INSTRUCTIONS TO FOLLOW:
In the listing below, locate the lines that hold "wooden" and copy them.

★ ★ ★ ★

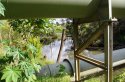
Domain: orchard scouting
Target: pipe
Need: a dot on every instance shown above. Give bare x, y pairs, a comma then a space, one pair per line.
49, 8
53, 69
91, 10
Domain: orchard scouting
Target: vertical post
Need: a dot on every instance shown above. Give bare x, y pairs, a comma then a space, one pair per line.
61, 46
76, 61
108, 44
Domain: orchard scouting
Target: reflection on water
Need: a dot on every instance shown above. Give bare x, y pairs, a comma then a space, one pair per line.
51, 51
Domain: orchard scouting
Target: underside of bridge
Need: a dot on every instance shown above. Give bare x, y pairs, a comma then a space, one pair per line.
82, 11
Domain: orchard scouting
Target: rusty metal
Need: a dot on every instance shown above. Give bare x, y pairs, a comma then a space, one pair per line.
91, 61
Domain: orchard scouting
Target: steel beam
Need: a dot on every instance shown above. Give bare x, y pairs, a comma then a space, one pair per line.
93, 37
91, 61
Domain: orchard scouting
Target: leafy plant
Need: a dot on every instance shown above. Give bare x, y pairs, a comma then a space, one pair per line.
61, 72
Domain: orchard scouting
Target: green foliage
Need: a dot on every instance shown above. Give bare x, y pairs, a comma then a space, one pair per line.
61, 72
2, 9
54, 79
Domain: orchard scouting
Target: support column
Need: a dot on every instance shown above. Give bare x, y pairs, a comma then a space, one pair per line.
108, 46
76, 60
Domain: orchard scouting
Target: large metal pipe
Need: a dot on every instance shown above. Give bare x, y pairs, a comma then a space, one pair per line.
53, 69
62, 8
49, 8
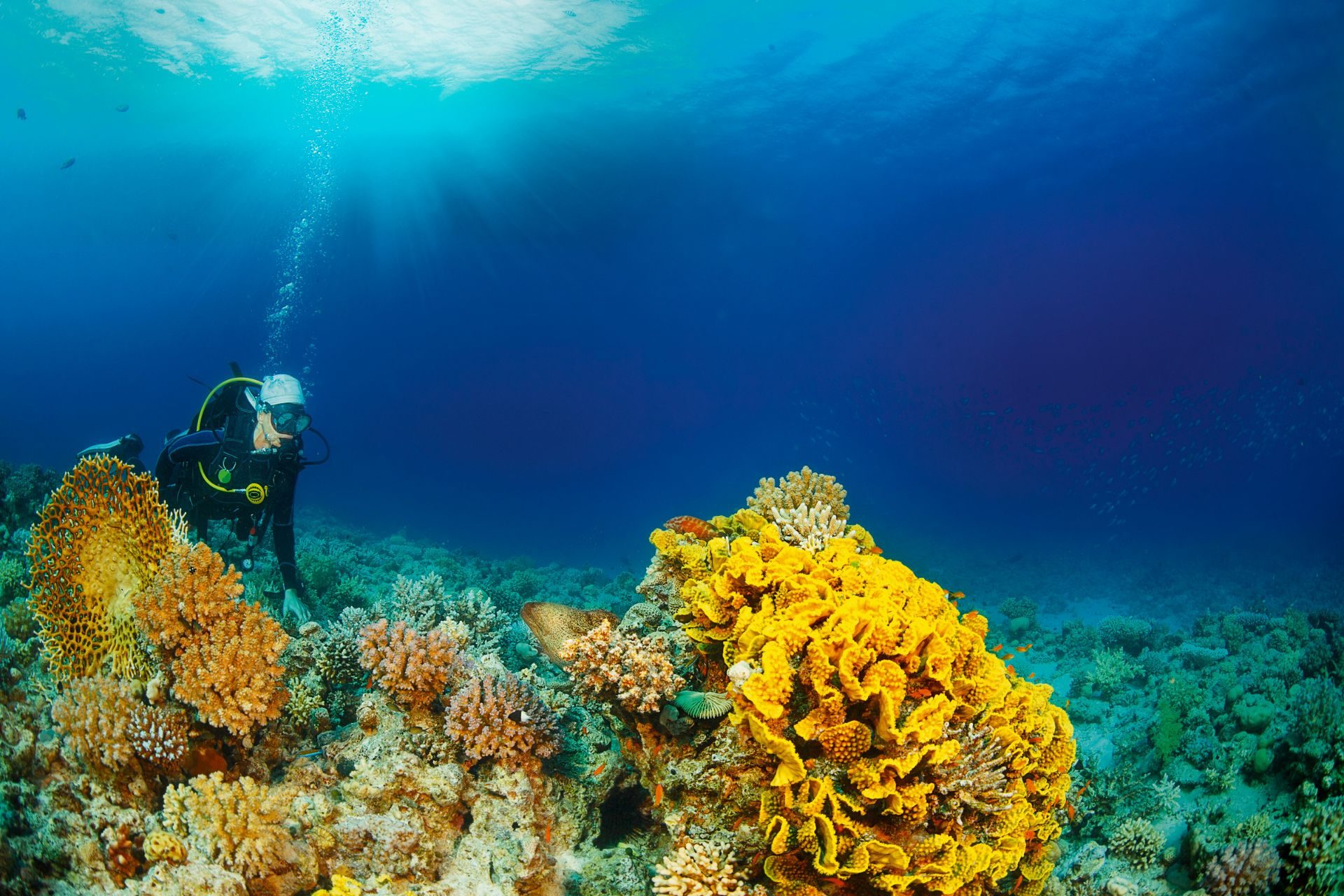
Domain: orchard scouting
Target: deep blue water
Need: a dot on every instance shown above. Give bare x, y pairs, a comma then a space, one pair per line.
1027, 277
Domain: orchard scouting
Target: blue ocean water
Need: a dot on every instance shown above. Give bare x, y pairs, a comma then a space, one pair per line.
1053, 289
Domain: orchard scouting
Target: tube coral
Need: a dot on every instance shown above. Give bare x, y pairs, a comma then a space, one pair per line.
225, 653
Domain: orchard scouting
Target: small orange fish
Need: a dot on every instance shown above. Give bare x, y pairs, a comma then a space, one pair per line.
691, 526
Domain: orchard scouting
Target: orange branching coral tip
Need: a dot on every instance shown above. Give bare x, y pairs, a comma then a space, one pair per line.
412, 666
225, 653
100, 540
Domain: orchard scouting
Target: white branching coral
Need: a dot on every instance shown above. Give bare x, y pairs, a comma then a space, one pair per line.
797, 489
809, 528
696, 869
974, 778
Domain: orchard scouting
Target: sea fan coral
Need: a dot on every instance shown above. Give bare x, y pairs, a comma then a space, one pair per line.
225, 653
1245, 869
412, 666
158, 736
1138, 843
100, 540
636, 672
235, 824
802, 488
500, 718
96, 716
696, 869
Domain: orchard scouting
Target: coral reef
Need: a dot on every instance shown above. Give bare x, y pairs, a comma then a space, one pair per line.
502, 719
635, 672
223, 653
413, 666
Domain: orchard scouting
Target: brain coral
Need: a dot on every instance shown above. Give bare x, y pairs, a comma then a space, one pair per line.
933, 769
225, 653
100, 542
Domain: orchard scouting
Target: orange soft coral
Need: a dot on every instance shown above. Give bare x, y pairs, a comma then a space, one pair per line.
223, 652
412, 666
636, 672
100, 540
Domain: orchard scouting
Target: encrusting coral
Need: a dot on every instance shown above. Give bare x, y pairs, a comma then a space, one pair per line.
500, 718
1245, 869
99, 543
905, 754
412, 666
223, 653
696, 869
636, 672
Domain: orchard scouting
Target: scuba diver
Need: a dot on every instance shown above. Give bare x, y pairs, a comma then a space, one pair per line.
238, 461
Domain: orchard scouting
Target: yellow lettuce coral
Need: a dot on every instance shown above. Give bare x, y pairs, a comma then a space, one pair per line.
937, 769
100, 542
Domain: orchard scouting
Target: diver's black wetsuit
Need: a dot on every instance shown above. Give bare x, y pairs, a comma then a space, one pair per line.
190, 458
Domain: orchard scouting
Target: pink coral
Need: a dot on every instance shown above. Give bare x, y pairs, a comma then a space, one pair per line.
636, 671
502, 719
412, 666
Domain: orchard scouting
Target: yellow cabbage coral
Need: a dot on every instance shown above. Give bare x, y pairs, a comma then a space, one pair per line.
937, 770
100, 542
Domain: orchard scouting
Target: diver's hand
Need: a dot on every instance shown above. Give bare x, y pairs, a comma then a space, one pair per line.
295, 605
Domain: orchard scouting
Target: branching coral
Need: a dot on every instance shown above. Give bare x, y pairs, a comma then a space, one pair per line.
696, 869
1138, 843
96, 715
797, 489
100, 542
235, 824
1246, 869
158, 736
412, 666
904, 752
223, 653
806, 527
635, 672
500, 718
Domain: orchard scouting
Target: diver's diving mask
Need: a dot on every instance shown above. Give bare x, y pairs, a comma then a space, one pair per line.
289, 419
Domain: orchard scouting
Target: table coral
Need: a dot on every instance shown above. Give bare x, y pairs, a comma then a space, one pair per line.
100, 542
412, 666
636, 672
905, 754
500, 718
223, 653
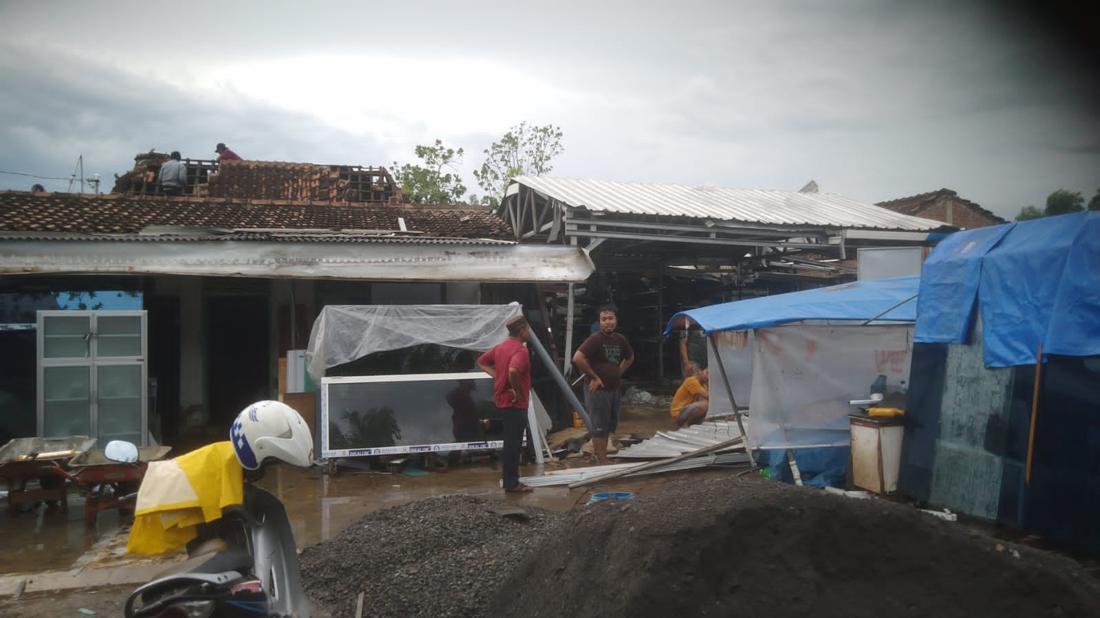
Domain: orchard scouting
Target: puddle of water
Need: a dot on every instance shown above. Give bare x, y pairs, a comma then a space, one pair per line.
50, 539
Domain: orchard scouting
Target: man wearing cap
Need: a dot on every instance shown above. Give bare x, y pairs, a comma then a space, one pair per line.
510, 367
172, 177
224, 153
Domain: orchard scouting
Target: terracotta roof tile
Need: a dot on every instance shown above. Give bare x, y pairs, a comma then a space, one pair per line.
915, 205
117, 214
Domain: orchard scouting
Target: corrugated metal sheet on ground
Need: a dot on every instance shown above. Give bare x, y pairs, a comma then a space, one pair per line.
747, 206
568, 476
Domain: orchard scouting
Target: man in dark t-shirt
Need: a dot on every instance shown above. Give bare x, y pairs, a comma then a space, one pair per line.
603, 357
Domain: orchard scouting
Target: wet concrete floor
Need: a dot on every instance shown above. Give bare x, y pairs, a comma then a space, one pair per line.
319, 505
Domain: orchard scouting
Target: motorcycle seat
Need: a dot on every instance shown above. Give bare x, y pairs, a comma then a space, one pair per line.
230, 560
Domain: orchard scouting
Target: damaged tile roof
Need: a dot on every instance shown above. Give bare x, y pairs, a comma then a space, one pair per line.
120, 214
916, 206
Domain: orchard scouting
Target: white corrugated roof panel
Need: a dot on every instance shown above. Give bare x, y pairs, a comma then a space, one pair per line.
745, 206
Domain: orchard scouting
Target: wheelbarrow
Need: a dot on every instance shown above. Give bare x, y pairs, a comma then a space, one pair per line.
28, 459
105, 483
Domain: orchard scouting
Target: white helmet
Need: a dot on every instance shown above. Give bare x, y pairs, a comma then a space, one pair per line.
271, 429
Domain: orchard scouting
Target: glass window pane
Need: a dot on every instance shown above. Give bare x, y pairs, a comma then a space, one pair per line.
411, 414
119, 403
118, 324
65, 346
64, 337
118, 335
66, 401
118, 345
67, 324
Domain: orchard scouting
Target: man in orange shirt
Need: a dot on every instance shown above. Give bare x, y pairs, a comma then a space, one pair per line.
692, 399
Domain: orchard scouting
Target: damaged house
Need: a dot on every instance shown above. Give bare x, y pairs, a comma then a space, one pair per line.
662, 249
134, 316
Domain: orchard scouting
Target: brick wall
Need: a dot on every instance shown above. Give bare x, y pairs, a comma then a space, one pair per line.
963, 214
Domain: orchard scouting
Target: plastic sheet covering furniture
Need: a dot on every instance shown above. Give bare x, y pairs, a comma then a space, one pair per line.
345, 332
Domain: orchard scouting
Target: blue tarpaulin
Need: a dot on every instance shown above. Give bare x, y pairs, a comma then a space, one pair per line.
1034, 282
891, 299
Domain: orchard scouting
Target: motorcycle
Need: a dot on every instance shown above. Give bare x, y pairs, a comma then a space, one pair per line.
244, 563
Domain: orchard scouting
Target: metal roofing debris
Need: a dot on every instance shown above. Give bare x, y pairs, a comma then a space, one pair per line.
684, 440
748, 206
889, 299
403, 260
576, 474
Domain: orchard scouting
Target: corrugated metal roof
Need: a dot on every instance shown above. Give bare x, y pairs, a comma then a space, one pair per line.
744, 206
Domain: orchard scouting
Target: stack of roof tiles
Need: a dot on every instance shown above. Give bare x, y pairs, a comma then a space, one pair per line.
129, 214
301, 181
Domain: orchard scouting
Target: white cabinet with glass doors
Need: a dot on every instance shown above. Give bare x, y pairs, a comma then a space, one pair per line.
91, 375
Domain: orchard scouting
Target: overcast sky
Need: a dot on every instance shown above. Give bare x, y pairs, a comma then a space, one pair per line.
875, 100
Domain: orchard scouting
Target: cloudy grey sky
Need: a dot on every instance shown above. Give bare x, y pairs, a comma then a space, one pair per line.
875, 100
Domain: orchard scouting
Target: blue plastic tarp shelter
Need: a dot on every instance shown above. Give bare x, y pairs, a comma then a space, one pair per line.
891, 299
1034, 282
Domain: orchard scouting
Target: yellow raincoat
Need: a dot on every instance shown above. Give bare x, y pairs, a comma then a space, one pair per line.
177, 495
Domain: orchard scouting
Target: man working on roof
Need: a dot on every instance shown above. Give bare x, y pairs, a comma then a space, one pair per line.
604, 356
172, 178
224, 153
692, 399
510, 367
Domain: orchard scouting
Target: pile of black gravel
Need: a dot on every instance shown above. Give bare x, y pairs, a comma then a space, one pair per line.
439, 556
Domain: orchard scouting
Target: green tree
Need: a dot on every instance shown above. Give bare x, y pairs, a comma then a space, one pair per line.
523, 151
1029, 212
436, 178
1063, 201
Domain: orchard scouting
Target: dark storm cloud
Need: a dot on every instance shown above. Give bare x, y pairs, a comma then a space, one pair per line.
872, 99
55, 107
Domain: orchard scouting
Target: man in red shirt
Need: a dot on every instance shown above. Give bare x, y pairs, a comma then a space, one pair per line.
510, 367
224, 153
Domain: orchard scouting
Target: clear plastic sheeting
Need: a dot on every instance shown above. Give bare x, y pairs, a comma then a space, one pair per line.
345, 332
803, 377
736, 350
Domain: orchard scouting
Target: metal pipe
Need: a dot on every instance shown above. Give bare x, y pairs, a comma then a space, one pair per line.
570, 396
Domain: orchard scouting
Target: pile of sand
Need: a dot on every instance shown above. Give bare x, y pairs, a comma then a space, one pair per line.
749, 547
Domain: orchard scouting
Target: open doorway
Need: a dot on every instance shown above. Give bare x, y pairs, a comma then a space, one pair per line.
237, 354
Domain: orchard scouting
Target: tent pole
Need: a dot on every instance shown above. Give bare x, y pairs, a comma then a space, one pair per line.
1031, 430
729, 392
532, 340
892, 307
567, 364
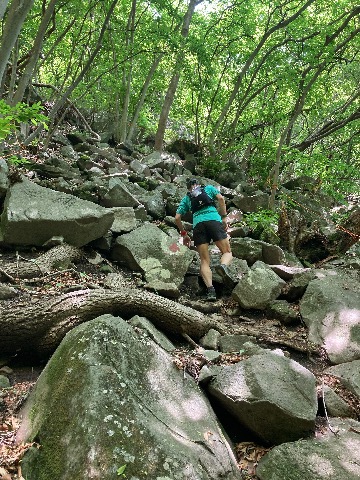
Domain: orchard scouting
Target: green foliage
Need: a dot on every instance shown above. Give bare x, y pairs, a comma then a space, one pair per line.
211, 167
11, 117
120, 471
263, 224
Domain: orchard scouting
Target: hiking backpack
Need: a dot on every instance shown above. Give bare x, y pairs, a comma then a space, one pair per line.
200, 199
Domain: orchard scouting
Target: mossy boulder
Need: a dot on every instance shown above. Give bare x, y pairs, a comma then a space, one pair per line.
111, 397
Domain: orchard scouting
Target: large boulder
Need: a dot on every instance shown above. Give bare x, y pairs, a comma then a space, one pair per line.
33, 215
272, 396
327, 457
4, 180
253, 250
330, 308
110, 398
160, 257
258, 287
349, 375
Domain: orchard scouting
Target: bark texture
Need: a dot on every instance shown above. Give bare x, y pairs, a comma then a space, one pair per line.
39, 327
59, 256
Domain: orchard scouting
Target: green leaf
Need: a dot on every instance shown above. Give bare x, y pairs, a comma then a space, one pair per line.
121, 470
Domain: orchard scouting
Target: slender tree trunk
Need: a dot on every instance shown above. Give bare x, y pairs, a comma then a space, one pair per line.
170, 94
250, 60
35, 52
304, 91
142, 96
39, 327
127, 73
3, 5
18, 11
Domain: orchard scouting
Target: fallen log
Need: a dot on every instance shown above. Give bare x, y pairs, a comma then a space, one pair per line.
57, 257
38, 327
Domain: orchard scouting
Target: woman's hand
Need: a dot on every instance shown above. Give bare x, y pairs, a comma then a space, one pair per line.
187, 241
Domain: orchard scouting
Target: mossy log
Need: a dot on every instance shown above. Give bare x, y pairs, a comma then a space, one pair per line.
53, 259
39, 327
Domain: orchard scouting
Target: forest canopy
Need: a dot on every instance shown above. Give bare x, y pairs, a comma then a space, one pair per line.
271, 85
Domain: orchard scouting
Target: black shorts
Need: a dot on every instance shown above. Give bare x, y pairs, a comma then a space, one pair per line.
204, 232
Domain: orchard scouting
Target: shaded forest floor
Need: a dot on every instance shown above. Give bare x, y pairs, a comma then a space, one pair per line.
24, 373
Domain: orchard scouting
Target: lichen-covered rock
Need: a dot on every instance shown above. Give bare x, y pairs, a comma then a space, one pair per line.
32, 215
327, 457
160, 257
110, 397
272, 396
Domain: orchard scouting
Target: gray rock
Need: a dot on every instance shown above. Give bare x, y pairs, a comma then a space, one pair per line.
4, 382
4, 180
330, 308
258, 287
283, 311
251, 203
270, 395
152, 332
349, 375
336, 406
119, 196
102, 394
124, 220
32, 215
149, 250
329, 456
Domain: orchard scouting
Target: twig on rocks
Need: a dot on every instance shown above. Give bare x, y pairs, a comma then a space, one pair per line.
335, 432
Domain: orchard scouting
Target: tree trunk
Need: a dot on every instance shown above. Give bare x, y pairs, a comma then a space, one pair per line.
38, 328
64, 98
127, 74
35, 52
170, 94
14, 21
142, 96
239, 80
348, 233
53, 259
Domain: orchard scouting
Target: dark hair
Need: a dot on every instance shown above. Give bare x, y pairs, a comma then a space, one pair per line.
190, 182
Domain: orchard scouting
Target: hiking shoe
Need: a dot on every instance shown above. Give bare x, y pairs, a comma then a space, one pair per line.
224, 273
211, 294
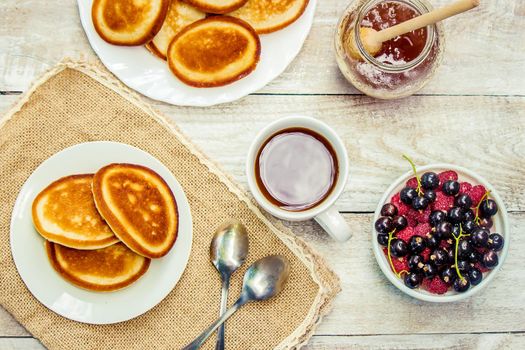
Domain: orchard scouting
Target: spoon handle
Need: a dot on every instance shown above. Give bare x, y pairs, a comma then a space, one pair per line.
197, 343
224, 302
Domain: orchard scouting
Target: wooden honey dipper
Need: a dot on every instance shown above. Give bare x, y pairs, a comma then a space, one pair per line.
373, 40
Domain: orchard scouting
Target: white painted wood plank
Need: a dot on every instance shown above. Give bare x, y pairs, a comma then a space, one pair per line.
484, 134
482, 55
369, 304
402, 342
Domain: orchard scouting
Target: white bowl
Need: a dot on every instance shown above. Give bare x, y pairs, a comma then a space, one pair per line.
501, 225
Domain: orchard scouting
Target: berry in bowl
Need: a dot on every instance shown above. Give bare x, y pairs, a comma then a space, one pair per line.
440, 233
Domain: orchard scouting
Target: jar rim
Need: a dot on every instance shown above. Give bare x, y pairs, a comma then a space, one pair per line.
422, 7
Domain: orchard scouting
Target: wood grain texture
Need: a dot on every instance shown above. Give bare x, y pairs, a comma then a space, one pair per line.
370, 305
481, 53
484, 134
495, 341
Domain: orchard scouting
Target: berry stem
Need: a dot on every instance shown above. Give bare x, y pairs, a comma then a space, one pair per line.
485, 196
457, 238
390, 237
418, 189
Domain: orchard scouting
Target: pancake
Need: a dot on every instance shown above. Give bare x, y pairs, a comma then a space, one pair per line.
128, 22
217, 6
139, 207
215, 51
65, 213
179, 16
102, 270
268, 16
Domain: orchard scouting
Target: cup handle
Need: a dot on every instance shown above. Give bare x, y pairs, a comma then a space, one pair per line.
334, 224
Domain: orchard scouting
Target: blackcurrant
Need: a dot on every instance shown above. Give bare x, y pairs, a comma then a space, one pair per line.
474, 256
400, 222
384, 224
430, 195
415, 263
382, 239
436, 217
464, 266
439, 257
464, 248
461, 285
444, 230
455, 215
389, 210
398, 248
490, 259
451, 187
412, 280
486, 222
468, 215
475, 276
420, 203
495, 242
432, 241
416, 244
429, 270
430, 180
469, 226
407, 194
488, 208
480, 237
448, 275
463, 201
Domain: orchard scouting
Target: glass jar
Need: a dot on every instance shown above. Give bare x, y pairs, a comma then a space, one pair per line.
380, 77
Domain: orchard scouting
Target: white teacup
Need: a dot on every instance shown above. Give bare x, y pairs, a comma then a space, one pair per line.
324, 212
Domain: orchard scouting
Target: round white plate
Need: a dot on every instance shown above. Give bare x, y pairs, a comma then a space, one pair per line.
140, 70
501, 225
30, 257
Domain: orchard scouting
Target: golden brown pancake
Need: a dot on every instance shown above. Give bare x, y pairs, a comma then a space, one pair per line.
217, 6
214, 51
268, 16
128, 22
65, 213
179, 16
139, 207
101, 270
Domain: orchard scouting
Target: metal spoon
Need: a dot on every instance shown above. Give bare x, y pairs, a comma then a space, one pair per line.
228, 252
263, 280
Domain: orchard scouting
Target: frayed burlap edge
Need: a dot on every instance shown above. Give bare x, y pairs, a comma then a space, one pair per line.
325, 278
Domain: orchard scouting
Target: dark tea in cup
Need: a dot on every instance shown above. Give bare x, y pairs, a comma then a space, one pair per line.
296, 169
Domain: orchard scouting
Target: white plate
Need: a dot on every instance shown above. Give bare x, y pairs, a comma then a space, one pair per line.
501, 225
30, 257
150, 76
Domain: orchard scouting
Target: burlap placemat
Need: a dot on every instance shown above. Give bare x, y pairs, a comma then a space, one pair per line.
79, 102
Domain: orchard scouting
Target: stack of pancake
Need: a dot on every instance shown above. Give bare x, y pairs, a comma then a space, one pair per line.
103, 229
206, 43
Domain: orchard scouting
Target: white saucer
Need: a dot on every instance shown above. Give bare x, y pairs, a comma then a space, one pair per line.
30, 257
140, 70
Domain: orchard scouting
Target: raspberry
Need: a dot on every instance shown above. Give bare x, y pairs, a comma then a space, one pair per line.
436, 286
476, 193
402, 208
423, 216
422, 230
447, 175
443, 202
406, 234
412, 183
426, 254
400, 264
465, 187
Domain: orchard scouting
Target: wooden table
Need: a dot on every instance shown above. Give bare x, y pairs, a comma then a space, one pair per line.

★ ★ ★ ★

EXERCISE SOLUTION:
Target: wooden honey dipper
Target: wooden table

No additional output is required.